/---

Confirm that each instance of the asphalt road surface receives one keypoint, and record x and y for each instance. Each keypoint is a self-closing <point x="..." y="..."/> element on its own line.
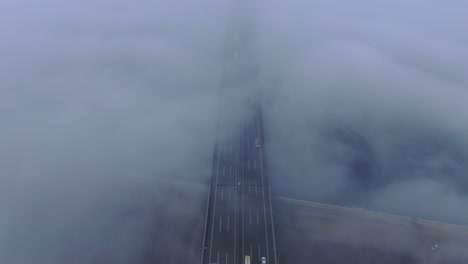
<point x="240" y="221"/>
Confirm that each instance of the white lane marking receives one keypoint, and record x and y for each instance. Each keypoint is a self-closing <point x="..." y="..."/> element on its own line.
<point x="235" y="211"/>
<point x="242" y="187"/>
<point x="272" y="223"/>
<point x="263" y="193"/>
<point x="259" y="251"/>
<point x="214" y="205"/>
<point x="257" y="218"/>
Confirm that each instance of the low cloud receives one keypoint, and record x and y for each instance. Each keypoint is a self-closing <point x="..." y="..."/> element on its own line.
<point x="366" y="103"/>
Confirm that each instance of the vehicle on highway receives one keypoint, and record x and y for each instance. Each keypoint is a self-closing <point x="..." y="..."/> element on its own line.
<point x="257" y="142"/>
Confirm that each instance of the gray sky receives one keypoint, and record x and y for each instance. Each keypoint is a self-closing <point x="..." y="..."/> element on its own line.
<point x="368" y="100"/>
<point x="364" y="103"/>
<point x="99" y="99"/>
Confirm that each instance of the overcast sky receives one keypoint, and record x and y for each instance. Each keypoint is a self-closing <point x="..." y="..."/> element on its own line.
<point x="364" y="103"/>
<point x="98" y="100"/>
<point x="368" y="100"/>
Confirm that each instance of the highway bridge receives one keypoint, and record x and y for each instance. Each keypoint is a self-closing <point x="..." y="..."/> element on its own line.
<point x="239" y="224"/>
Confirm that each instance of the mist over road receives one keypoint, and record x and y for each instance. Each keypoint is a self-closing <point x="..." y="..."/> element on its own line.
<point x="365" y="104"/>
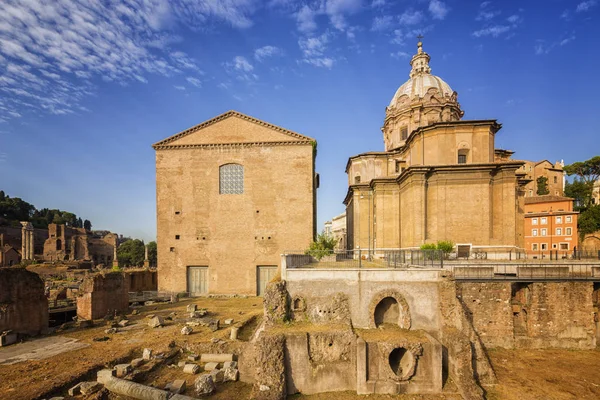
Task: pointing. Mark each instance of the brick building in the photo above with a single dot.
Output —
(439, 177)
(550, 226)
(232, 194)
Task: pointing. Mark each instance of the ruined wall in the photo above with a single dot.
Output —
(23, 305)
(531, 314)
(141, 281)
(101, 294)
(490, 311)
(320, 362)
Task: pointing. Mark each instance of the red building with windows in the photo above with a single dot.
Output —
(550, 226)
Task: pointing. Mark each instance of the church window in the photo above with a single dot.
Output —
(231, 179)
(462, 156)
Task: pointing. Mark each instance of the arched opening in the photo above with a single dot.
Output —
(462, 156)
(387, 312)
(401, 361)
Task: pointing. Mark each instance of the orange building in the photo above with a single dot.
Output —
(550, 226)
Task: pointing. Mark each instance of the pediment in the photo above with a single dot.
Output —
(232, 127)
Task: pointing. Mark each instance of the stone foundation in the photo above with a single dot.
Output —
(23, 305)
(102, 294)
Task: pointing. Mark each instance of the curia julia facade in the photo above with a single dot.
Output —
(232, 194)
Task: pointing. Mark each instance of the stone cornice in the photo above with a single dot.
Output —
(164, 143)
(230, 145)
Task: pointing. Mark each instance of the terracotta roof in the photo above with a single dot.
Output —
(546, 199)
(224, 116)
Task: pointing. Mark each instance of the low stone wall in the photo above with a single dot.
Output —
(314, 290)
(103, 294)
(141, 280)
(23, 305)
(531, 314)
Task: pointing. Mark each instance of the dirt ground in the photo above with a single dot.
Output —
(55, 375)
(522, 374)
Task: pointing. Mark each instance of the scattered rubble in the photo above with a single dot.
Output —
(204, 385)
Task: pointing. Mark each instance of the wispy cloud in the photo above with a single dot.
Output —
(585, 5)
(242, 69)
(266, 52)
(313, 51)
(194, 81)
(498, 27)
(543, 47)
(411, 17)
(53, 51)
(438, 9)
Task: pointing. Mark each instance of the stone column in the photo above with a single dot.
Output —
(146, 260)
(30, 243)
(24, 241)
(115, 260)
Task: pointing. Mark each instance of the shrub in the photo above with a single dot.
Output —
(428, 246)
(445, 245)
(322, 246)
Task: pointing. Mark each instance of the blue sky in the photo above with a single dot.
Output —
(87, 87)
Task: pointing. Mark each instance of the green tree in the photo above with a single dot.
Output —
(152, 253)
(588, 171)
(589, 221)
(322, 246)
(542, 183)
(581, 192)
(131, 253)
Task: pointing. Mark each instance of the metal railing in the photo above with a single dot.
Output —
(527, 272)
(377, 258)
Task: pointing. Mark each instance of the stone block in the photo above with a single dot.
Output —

\---

> _DESCRIPTION OF THE TASK_
Revise all the records above so that "instance" becomes "occurrence" everywhere, with nothing else altered. Leave the pictures out of your answer.

> _TASK ANSWER_
Confirm that each occurrence of the asphalt road surface receives one keypoint, and record x and y for each occurrence. Each keypoint is a self-closing <point x="..." y="..."/> element on its own line.
<point x="240" y="221"/>
Confirm that each occurrence of the white lane marking receives one keypoint, and record x and y for each occurrence. Each keypoint is a self-closing <point x="..." y="..."/> element on its own line.
<point x="235" y="211"/>
<point x="242" y="187"/>
<point x="272" y="223"/>
<point x="263" y="193"/>
<point x="259" y="251"/>
<point x="214" y="205"/>
<point x="257" y="218"/>
Confirm that each occurrence of the low cloud receives one keypoint, and record x and y for each occurrence. Each keypoint is a self-closing <point x="..." y="..."/> element on its own line.
<point x="366" y="103"/>
Confirm that each occurrence of the vehicle on highway receives one keypoint, and record x and y for each occurrence. Each keypoint is a self-closing <point x="..." y="..."/> element on its own line.
<point x="257" y="142"/>
Confirm that each occurrence of the gray sky receives one keypoint, and record x and y for each occurrence. Each keypoint is a self-closing <point x="..." y="..."/> element on its own line.
<point x="368" y="100"/>
<point x="364" y="103"/>
<point x="99" y="99"/>
Confirm that each occurrence of the overcast sky receives one keypoint, and record x and y for each occurrence. Each keypoint is a self-closing <point x="..." y="..."/> element on its own line.
<point x="364" y="103"/>
<point x="98" y="100"/>
<point x="368" y="100"/>
Confirm that each occurrence of the highway bridge receives one keypoint, and record x and y for each occurrence. Each keypoint is a self-closing <point x="..." y="..."/> element on its own line.
<point x="239" y="224"/>
Confirm that each occurrence of the mist over road receives one keypoint, and record x and y for each occurrence. Each keypoint is a self-closing <point x="..." y="..."/> element on its own line.
<point x="365" y="104"/>
Task: pointing. Mark each occurrence of the brick building in the photo above with a single dot.
Output —
(439, 177)
(550, 226)
(232, 194)
Task: pointing. Mark each occurrence of the ruined wall in the photo above with a single dot.
Output —
(23, 305)
(531, 314)
(141, 281)
(101, 294)
(490, 311)
(320, 362)
Task: pointing. Mark each occurrence of the red building with windows in the photo above with a single dot.
Output —
(550, 226)
Task: pointing. Mark each occurrence of the church window in the photo above with a single dot.
Output —
(231, 179)
(462, 156)
Task: pointing. Mark each occurrence of the arched opening in the photo above with a single dot.
Output —
(462, 156)
(387, 312)
(401, 361)
Task: pointing. Mark each occurrence of the orange building in the photo above with a single dot.
Output —
(550, 226)
Task: pointing. Mark each occurrence of the pediment in the photo above with a single dot.
Output —
(232, 127)
Task: pointing. Mark each occurrence of the stone foundation in the photo above with a single dot.
Output —
(23, 305)
(102, 294)
Task: pointing. Mark each occurrence of the curia julia facade in the photo above with a single dot.
Output —
(232, 194)
Task: pointing. Mark each occurrence of the stone cornice in the photo above with a single dot.
Output —
(164, 143)
(230, 145)
Task: pointing. Mark each occurrence of the terracotta roof in the photo above with a single dot.
Output —
(546, 199)
(224, 116)
Task: pointing. Mark each occurrence of the low stone wall in the photo above with a single dot.
Output —
(314, 290)
(103, 294)
(141, 280)
(23, 305)
(531, 314)
Task: pointing. Mark each occurrence of the dirt ground in the photo above with a single dot.
Output —
(55, 375)
(522, 374)
Task: pointing. Mark each occurrence of the scattered rubble in the photo above with a single dot.
Output —
(204, 385)
Task: pointing. Mark each occurrence of the wispy cloud in the photo above with a single dot.
Output —
(585, 5)
(242, 69)
(266, 52)
(313, 51)
(194, 81)
(498, 27)
(543, 47)
(411, 17)
(53, 51)
(438, 9)
Task: pointing. Mark each occurrence of the stone column in the photo above with a single dot.
Output —
(146, 260)
(30, 243)
(24, 241)
(115, 260)
Task: pointing. Mark each occurrence of the shrub in the photo above with a single dot.
Output —
(428, 246)
(445, 245)
(322, 246)
Task: pointing. Mark each occurrence of the blue sky in the photo above with a single dot.
Output —
(87, 87)
Task: pointing. Mark each occurrence of the green tree in the photo above with a single dot.
Output —
(152, 253)
(588, 171)
(589, 221)
(322, 246)
(542, 183)
(581, 192)
(131, 253)
Task: pointing. Mark each occurrence of the metal railing in the photo above with a single dot.
Output —
(527, 272)
(377, 258)
Task: pointing. Mark each occurrence of the stone block in the photo above with a single dot.
Output —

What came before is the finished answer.